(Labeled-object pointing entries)
╭──
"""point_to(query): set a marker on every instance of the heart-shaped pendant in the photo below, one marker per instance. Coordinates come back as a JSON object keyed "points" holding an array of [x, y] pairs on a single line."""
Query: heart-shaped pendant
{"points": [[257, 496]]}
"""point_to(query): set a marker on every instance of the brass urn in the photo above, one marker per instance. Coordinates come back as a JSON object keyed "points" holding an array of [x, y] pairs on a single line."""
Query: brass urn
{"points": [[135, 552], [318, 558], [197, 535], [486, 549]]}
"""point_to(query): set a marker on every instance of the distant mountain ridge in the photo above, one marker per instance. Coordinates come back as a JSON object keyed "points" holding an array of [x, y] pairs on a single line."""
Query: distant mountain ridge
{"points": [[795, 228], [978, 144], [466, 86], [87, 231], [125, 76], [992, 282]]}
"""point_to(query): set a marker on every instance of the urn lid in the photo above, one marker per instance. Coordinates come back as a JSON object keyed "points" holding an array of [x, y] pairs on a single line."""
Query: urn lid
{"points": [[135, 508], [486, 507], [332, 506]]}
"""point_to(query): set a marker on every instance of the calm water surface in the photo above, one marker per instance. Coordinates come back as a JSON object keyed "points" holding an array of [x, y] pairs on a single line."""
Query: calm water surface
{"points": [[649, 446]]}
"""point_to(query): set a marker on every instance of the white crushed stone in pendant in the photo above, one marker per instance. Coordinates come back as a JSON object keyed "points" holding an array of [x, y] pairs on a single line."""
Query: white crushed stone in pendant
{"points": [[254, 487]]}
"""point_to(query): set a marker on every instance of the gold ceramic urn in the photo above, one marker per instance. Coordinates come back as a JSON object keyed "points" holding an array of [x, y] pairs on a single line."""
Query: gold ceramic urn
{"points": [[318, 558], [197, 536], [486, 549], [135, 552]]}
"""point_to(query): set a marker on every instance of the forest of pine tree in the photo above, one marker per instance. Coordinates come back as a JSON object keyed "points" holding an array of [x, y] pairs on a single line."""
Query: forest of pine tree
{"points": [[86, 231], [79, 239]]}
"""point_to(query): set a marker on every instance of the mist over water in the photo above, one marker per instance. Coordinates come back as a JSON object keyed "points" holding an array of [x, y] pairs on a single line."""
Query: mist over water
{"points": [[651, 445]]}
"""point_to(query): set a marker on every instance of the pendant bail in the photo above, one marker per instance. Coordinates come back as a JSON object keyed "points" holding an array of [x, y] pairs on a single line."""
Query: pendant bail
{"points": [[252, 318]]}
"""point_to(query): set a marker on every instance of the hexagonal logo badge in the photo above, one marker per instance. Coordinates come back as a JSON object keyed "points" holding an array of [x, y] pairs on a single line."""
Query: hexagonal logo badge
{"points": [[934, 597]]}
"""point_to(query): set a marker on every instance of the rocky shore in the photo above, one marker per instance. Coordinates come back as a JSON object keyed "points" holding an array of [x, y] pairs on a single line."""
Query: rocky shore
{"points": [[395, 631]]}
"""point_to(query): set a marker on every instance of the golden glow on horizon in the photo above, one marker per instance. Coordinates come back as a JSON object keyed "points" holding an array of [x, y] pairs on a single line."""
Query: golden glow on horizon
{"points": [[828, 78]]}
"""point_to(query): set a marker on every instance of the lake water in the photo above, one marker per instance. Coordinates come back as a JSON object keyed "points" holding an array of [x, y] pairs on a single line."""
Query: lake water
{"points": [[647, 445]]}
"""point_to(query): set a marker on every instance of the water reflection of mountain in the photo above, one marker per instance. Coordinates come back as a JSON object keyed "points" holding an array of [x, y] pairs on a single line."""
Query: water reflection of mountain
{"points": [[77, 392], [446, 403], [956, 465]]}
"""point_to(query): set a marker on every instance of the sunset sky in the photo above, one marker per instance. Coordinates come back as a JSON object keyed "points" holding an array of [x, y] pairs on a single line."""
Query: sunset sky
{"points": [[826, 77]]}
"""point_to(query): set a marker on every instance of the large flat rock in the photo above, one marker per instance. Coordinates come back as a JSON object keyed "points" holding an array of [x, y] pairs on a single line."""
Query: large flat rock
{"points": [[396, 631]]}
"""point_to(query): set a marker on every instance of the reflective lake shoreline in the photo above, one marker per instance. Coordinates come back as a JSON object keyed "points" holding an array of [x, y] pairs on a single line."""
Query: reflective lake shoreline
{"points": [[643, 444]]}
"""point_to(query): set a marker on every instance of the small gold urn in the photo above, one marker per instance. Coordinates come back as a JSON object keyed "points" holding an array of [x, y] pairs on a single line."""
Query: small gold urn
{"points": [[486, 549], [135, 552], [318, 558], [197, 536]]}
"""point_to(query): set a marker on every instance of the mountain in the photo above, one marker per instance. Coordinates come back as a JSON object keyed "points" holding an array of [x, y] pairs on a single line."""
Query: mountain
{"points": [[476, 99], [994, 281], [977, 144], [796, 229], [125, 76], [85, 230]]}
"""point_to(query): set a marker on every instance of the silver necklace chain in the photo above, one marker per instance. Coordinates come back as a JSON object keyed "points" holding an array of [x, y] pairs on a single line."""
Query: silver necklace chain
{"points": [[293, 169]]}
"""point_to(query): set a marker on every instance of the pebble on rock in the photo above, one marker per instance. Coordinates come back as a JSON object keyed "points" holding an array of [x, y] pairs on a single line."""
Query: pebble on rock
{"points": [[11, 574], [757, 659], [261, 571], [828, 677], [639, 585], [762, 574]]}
╰──
▸ **TASK PROMPT**:
Set down all of the records shown above once more, exactly.

▸ **WRITTEN ANSWER**:
"""point_to(query): set a marker on every instance of the heart-shaped pendant in the photo below, one marker per instance. Coordinates come back as a JSON object keyed "points" holding an array of [x, y] pairs on a single line."""
Query: heart-shaped pendant
{"points": [[257, 496]]}
"""point_to(query): set a marker on every instance of the brass urn in the photo above, one marker per instance. Coordinates come back as a JSON object keyed "points" holding an array of [x, y] pairs on a single line."""
Query: brass urn
{"points": [[135, 552], [318, 558], [197, 535], [486, 549]]}
"""point_to(query): set a marker on every instance of the distant mountain ridge in the photo above, one marker per instance. Coordinates come back as a JSON object keyed "points" holding an array of [x, y] pairs on a single line."""
Query: distant mountain ridge
{"points": [[795, 228], [978, 144], [466, 86], [87, 231], [125, 76], [992, 282]]}
"""point_to(query): set a marker on every instance of the urn lid in the photo above, one marker per instance. Coordinates come back as a JSON object keyed "points" holding an array of [x, y] pairs on a single line."""
Query: urn lid
{"points": [[135, 508], [486, 507], [332, 506]]}
"""point_to(query): set a marker on every instance of the calm water surface in the photo above, one marker per instance. Coordinates come back as a JSON object keyed "points" holding an array of [x, y] pairs on a single line."""
Query: calm water surface
{"points": [[649, 446]]}
"""point_to(query): set a marker on every instance of the white crushed stone in pendant in the photo above, one marker per instance. Coordinates come back as a JSON object keyed "points" holding an array of [x, y] pairs on a single line."""
Query: white crushed stone in pendant
{"points": [[254, 487]]}
"""point_to(query): set a marker on every instance of the gold ceramic urn in the photo above, one marker per instance. Coordinates come back as a JSON object keyed "points" holding an array of [x, y] pairs on a single line."""
Query: gold ceramic urn
{"points": [[318, 558], [197, 536], [486, 549], [135, 552]]}
"""point_to(query): set a marker on every instance of the forest of pine tree in the photo above, one marker per instance. Coordinates come back as a JSON object keyed "points" holding an array of [x, y] pairs on a single line."""
Query: forest of pine tree
{"points": [[86, 231], [79, 239]]}
"""point_to(query): set a marker on every instance of the mist over water in the photo above, one marker per instance. Coordinates come back as a JSON object keyed "points" holding an array of [x, y] pairs on a single line."""
Query: mist over water
{"points": [[651, 445]]}
"""point_to(query): set a marker on every instance of the pendant bail in the photo above, one marker per instance. Coordinates come back as a JSON object keyed "points" holding an array of [x, y] pairs on a single line."""
Query: pendant bail
{"points": [[252, 318]]}
"""point_to(query): set a marker on every instance of the hexagonal logo badge in the photo above, one marker per instance. Coordinates come back as a JSON object keyed "points" holding an array of [x, y] pairs on a single line."""
Query: hexagonal logo badge
{"points": [[934, 597]]}
"""point_to(query): set a marker on every instance of the rocky shore in the photo above, one marker per instance. Coordinates come back as a JSON object keyed "points" holding an array of [x, y] pairs on a single line."""
Query: rocky shore
{"points": [[395, 631]]}
"""point_to(query): set a marker on every instance of the golden glow on horizon in the photo above, one marker per instance. Coordinates come back as a JSON object keyed "points" holding an array of [x, y] pairs on a single line."""
Query: golden glow on horizon
{"points": [[828, 78]]}
"""point_to(query): set a marker on every instance of the lake water in the photo above, one marker per instance. Coordinates come back as a JSON object keyed "points" holding an array of [x, y] pairs on a single line."""
Query: lake water
{"points": [[647, 445]]}
"""point_to(query): set a marker on every instance of the water reflection of mountain in the photo above, one marker per instance. Coordinates come back as a JSON object keyed "points" holding an array of [x, y] pairs on a single line."""
Query: water reflection of mountain
{"points": [[77, 392], [446, 403], [956, 465]]}
"""point_to(query): set a marker on every instance of the sunset sky in the photo above, one marker per instance. Coordinates come back as a JSON object keyed "points" holding an array of [x, y] pairs on a single line."""
Query: sunset sky
{"points": [[826, 77]]}
"""point_to(query): set a marker on every instance of the large flat rock in the photo above, one marker per instance. Coordinates come back as a JSON object keyed "points" holding an array of [x, y] pairs on a single line."""
Query: large flat rock
{"points": [[396, 631]]}
"""point_to(query): set a marker on every instance of the reflective lake shoreline in the photo above, one marker per instance. Coordinates come back as a JSON object keyed "points" holding an array of [x, y] pairs on a single line."""
Query: reflective lake shoreline
{"points": [[643, 444]]}
"""point_to(query): set a marker on every instance of the small gold urn in the photo above, one marker per instance. Coordinates come back as a JSON object keyed "points" holding an array of [x, y] pairs on a single line."""
Query: small gold urn
{"points": [[486, 549], [135, 552], [318, 558], [197, 536]]}
"""point_to(query): set a marker on every instance of the mountain in the photo above, one marker per instance. Coordinates come back as a JSON object keyed "points" holding an array of [x, y] pairs on a single line."""
Query: mountain
{"points": [[476, 99], [994, 281], [977, 144], [796, 229], [125, 76], [85, 230]]}
"""point_to(query): set a marker on every instance of the silver necklace chain in the photo above, one marker per instance. Coordinates come back as a JSON object keyed "points" holding an array of [x, y] pairs on a single line."""
Query: silver necklace chain
{"points": [[293, 169]]}
"""point_to(query): set a marker on every instance of the pebble on rock in the photo above, one marker per instance. Coordinates come back as a JSON object keyed "points" holding an array of [x, y] pairs on a single line."""
Query: pebble on rock
{"points": [[11, 574], [757, 659], [261, 571], [828, 677], [639, 585], [762, 574]]}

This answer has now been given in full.